What is required -
Reproduce every item below word for word, keeping each line unchanged and in its original order.

Data to use -
==================================================
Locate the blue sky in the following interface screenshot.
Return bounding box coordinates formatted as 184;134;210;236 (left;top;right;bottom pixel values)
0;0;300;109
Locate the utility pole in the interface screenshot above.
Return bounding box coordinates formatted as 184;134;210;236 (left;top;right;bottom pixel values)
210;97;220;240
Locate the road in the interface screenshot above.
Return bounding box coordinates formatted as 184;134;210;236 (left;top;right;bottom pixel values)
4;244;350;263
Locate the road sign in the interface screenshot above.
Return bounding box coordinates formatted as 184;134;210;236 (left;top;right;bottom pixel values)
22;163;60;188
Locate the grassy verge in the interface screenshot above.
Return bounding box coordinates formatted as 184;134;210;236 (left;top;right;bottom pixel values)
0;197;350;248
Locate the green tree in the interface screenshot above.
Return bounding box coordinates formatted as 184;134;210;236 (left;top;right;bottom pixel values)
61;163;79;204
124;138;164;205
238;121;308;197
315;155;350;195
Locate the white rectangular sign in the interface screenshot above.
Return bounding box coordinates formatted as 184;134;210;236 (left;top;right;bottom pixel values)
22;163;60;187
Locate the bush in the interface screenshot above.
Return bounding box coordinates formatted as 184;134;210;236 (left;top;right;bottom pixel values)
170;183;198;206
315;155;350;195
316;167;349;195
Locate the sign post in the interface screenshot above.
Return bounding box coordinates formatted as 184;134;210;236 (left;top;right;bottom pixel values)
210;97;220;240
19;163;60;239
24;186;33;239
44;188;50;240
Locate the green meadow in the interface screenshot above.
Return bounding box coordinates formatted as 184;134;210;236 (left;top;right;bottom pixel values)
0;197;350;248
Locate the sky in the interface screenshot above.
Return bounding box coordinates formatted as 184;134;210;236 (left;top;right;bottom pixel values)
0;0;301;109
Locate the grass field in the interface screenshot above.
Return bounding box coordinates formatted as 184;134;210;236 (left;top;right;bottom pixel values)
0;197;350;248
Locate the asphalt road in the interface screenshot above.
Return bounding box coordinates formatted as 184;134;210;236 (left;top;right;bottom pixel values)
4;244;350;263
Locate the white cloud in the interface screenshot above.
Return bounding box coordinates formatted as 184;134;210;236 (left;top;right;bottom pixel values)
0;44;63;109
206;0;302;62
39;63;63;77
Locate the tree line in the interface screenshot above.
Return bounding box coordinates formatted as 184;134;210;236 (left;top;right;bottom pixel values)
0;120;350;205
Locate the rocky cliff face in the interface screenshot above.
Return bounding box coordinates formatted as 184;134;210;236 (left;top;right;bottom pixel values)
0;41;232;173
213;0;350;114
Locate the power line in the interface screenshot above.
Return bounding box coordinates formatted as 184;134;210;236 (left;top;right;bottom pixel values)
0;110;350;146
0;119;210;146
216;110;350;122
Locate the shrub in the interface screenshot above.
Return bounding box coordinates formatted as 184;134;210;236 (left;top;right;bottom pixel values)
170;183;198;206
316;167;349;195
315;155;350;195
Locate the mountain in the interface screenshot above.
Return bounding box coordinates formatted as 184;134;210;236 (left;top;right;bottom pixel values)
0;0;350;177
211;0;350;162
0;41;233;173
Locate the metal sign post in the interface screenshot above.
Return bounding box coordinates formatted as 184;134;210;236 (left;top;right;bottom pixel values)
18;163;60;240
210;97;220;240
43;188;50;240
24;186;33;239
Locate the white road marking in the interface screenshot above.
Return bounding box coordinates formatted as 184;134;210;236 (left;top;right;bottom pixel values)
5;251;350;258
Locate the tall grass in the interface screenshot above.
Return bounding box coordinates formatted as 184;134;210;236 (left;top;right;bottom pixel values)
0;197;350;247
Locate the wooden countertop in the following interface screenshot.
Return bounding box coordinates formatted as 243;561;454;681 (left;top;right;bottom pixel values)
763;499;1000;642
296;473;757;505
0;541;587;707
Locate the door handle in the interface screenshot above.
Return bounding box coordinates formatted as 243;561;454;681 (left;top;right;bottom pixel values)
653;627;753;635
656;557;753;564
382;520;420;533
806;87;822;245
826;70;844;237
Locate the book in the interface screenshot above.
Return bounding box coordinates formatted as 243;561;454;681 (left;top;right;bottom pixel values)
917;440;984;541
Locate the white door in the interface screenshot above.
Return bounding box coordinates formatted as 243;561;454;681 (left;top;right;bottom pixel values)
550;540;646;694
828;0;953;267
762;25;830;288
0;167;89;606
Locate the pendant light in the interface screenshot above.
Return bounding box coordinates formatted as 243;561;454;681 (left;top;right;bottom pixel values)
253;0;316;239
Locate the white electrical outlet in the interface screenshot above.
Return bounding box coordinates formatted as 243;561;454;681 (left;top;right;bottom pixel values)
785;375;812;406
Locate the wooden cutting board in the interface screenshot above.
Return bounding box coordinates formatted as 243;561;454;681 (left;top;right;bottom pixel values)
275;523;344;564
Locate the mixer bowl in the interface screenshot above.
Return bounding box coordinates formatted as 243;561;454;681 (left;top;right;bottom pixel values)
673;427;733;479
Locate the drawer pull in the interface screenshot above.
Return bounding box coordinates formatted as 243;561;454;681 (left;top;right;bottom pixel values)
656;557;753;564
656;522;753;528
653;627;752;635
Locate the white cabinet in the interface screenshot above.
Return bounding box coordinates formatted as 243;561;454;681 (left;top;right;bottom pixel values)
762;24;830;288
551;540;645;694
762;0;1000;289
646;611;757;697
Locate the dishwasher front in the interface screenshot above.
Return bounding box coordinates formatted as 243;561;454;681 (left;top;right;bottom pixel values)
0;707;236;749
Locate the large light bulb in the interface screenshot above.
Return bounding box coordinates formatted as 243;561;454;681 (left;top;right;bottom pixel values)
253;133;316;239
==================================================
Answer to the problem -
Locate the blue sky in the following interface screenshot.
Return bounding box coordinates formatted as 184;134;210;236 (left;top;right;bottom pixel values)
0;0;300;109
Locate the utility pole in the interface screenshot above.
Return bounding box coordinates formatted as 184;134;210;236 (left;top;right;bottom pixel values)
210;97;220;240
Locate the road in the interface screenshot above.
Return bounding box coordinates formatted as 184;134;210;236 (left;top;right;bottom pixel values)
4;244;350;263
Locate the road sign in the interface screenshot above.
Return bounding box coordinates formatted as 184;134;210;236 (left;top;right;bottom pixel values)
22;163;60;188
Locate the grassy verge in the interface screenshot above.
Return bounding box coordinates formatted as 184;134;210;236 (left;top;right;bottom pixel values)
0;197;350;248
Locate the green tree in the interface screenshot above.
Return bounding box coordinates formatted as 184;134;210;236 (left;top;right;bottom pixel values)
61;163;79;204
124;138;164;205
238;121;308;197
315;155;350;195
Locate the white rectangular sign in the interface screenshot above.
Return bounding box coordinates formatted as 184;134;210;236 (left;top;right;bottom pixel values)
22;163;60;187
Locate the bush in the interface screenshot above.
Return bounding box coordinates formatted as 184;134;210;236 (left;top;right;bottom pixel values)
170;183;198;206
315;155;350;195
316;167;349;195
Locate the sign post in the interface screenshot above.
Return bounding box coordinates formatted as 184;134;210;236 (left;top;right;bottom pixel values)
210;97;220;240
19;163;60;239
24;186;33;239
44;188;50;240
Locate the green meadow in the interface screenshot above.
Return bounding box coordinates formatted as 184;134;210;236 (left;top;right;bottom pixel values)
0;197;350;248
Locate the sky in the interface screenshot above.
Return bounding box coordinates formatted as 184;134;210;236 (left;top;right;bottom pixel values)
0;0;301;109
Locate the grass field in the interface screenshot above.
Return bounding box coordinates formatted as 184;134;210;236 (left;top;right;bottom pixel values)
0;197;350;248
Locate the asphalt road in the interface screenshot above.
Return bounding box coordinates formatted as 184;134;210;236 (left;top;right;bottom pixel values)
4;244;350;263
Locate the white cloud in the interface screenshot above.
Return bounding box coordinates formatted as 184;134;210;236 (left;top;right;bottom pixel values)
0;44;63;109
206;0;302;62
39;63;63;77
Locate the tree line in the interface screenshot above.
Return bounding box coordinates formatted as 184;134;210;236 (left;top;right;bottom pixel values)
0;120;350;205
Locate the rocky cliff face in the interface screenshot above.
Return bounding box coordinates formatted as 184;134;210;236 (left;top;right;bottom pixel values)
0;41;232;173
213;0;350;114
Locate the power line in the interface screenshot above.
Return bounding box coordinates formatted as 184;134;210;236 (left;top;right;bottom pixel values)
0;110;350;146
0;119;210;146
216;110;350;122
Locate the shrub in the interface screenshot above.
Return bounding box coordinates formatted as 184;134;210;236 (left;top;right;bottom pixel values)
170;183;198;206
316;167;349;195
315;155;350;195
Locate the mountain in the interface screenshot above.
Return bounding box coordinates formatted as 184;134;210;236 (left;top;right;bottom pixel values)
0;0;350;177
211;0;350;162
0;41;233;173
Locate the metal sign post in the interface screenshot above.
Return bounding box coordinates formatted as 184;134;210;236 (left;top;right;bottom pixel values)
18;163;60;240
210;97;220;240
43;188;50;240
24;186;33;239
Locate the white road marking in the interface screenshot above.
Return bounding box coordinates formatted as 184;134;210;236 (left;top;right;bottom pixel values)
5;251;350;258
Locate the tall grass in the interface screenshot above.
Return bounding box coordinates formatted as 184;134;210;236 (left;top;right;bottom pixel values)
0;197;350;247
Locate the wooden countertop in the following interface screenshot.
Return bounding box coordinates formatted as 243;561;454;681 (left;top;right;bottom pixel values)
763;499;1000;642
296;473;757;505
0;541;587;707
Locate the door handle in the interface screenshot above.
Return bounding box coordinates formatted as 243;561;454;681 (left;top;right;bottom pixel values)
653;627;753;635
656;557;753;564
382;520;420;533
806;87;822;245
826;70;844;237
Locate the book in the interface screenshot above.
Return bounding box coordinates formatted as 243;561;454;681 (left;top;right;bottom pixel values)
917;440;984;541
Locate the white door in the interface screenshot above.
Return bounding box coordinates formatted as 243;561;454;681 (left;top;right;bottom pixel values)
550;540;646;694
828;0;953;267
762;25;830;288
0;167;89;606
Locate the pendant light in the interface screenshot above.
Return bounding box coordinates formatted as 243;561;454;681 (left;top;right;bottom pixel values)
253;0;316;239
Locate the white electrical outlet in the interface screenshot above.
Return bounding box coordinates formatted as 243;561;454;681 (left;top;right;bottom pixel values)
785;375;812;406
Locate the wooden cutting board in the interface screenshot above.
Return bounding box coordinates formatted as 243;561;454;681 (left;top;right;bottom pixel values)
275;523;344;564
Locate the mixer bowl in the interface screenshot above.
Return bounding box coordinates formatted as 243;561;454;681 (left;top;right;bottom pixel values)
673;427;733;479
Locate the drawer pull in the interface screenshot above.
Return bounding box coordinates formatted as 243;561;454;681 (left;top;right;bottom pixel values)
656;557;753;564
656;522;753;528
653;627;752;635
Locate the white cabinet in the interface screenshot above.
Return bounding box coordinates formatted as 243;561;454;681 (left;top;right;bottom pixel values)
762;24;830;288
551;540;645;694
762;0;1000;289
646;611;757;697
Locate the dishwasher front in the interface screenshot above.
Return bounding box coordinates formatted as 243;561;454;681 (left;top;right;bottom pixel values)
0;707;236;749
Locate the large light bulb in the interface screenshot above.
Return bounding box coordinates formatted as 243;561;454;681 (left;top;right;bottom pixel values)
253;133;316;239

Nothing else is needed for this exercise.